[[ Records for the task open ]]

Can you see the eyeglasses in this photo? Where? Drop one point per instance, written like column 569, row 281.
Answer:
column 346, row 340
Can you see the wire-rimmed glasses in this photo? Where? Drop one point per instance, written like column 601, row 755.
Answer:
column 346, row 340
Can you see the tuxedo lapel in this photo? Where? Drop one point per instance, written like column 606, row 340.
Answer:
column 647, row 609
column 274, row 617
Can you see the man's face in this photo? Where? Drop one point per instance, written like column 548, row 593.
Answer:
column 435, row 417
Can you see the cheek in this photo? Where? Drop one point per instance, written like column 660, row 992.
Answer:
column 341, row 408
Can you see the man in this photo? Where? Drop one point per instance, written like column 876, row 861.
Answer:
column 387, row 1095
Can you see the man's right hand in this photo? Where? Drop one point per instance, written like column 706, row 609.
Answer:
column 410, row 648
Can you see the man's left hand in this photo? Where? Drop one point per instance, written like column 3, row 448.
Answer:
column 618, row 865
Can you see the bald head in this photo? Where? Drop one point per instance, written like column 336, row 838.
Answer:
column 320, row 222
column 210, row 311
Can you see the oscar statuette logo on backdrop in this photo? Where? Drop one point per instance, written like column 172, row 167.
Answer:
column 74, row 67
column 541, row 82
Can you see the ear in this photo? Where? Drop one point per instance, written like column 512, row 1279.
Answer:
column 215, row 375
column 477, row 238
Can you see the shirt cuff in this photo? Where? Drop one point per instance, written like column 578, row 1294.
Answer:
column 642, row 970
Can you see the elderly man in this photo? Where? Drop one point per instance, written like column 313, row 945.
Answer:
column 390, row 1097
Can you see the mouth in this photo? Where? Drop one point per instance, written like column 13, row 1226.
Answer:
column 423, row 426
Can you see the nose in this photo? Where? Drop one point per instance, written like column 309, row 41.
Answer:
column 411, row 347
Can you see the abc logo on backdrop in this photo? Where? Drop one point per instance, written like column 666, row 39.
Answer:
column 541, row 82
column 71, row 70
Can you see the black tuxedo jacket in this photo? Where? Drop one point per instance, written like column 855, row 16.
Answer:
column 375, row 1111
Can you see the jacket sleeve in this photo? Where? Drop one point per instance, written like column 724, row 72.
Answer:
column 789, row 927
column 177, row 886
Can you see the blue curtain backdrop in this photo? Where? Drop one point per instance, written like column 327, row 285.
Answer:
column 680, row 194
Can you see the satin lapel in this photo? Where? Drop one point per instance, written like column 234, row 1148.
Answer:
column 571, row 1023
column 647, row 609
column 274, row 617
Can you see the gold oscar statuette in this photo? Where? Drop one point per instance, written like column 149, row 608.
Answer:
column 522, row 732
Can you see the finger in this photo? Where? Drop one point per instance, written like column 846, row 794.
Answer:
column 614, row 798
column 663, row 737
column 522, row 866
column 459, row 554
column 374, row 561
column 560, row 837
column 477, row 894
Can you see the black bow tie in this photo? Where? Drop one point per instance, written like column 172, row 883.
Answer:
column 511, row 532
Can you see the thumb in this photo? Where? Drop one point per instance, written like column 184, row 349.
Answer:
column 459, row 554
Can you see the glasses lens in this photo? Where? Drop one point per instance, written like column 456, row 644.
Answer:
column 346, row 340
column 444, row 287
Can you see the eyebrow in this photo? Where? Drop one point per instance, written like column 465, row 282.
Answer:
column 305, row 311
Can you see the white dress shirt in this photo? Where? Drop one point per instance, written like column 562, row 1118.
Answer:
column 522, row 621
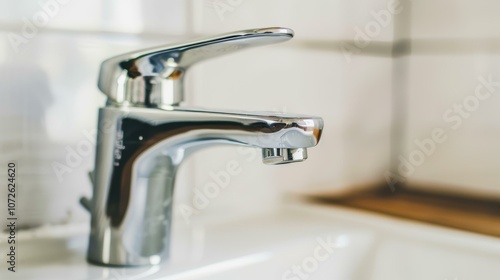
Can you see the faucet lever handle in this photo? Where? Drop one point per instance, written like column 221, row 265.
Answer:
column 154, row 77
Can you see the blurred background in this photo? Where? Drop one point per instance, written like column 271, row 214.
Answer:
column 407, row 90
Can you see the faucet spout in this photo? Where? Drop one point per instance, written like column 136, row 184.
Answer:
column 138, row 154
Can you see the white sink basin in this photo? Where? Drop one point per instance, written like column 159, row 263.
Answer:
column 297, row 242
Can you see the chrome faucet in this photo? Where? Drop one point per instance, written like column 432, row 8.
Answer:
column 144, row 135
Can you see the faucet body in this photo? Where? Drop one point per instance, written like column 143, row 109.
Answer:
column 138, row 153
column 144, row 135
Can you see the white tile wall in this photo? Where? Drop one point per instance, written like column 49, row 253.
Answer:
column 127, row 16
column 468, row 160
column 454, row 19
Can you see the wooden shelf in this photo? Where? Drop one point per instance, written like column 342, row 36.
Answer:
column 471, row 214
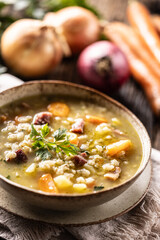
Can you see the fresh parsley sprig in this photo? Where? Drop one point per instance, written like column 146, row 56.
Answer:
column 43, row 147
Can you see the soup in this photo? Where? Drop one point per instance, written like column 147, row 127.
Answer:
column 62, row 145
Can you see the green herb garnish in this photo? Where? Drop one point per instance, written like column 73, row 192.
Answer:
column 98, row 188
column 43, row 147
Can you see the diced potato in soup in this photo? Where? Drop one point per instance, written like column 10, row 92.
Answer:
column 64, row 145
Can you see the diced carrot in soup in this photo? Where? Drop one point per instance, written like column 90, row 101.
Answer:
column 117, row 147
column 58, row 109
column 47, row 184
column 95, row 119
column 73, row 138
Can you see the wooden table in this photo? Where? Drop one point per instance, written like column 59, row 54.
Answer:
column 131, row 94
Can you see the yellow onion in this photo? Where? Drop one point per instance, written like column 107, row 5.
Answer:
column 79, row 26
column 30, row 48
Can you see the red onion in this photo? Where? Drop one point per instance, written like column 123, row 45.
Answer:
column 103, row 65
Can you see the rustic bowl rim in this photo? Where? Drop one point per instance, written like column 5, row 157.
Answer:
column 112, row 101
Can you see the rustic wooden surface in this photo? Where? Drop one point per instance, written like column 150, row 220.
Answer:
column 131, row 94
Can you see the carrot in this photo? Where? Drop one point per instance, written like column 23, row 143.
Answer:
column 95, row 119
column 73, row 138
column 142, row 73
column 47, row 184
column 58, row 109
column 156, row 22
column 135, row 42
column 140, row 18
column 117, row 147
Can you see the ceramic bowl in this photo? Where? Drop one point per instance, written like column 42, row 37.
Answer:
column 63, row 201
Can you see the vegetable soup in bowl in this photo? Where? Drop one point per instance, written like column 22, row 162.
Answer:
column 66, row 146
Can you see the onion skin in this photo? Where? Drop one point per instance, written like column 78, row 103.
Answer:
column 79, row 26
column 30, row 48
column 103, row 66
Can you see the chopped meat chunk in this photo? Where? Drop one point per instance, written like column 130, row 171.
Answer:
column 78, row 126
column 25, row 105
column 84, row 154
column 113, row 175
column 42, row 118
column 79, row 160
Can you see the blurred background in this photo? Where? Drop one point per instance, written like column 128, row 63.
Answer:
column 131, row 94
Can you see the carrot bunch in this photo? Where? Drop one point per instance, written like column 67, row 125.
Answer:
column 141, row 44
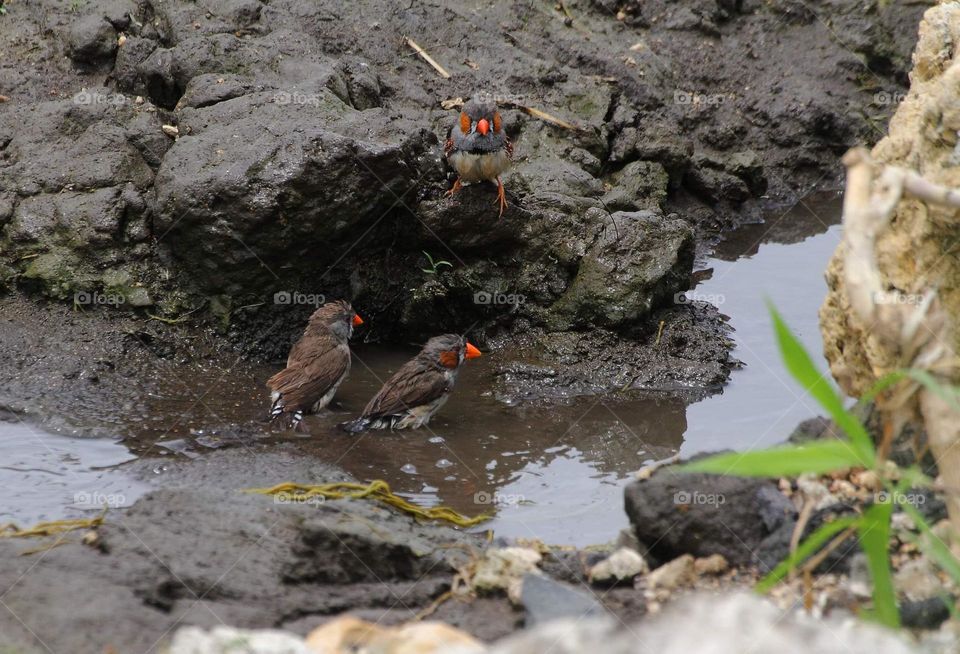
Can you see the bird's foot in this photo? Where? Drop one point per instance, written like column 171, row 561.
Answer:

[[ Records for the task closed ]]

- _Required work_
The line above containing "Can you see the diced carrot", the line containing "Can you see the rustic bowl", and every line between them are to be transcribed exactly; no other line is wanted.

- _Answer area_
Can you see the diced carrot in soup in this photo? Where? Drop one point per instance, written like column 90, row 101.
Answer:
column 117, row 147
column 58, row 109
column 47, row 184
column 95, row 119
column 73, row 138
Can you see the wooden table in this photo? Where? Drop one point per instance, written like column 59, row 54.
Answer:
column 131, row 94
Can you see the yellow onion in this photo? Where? Drop one point per instance, written like column 107, row 5.
Answer:
column 79, row 26
column 30, row 48
Can you see the red onion in this photo? Where? Drop one point per instance, written like column 123, row 45.
Answer:
column 103, row 65
Can you see the rustic bowl rim in this photo? Where? Drop one point per instance, written like column 5, row 157.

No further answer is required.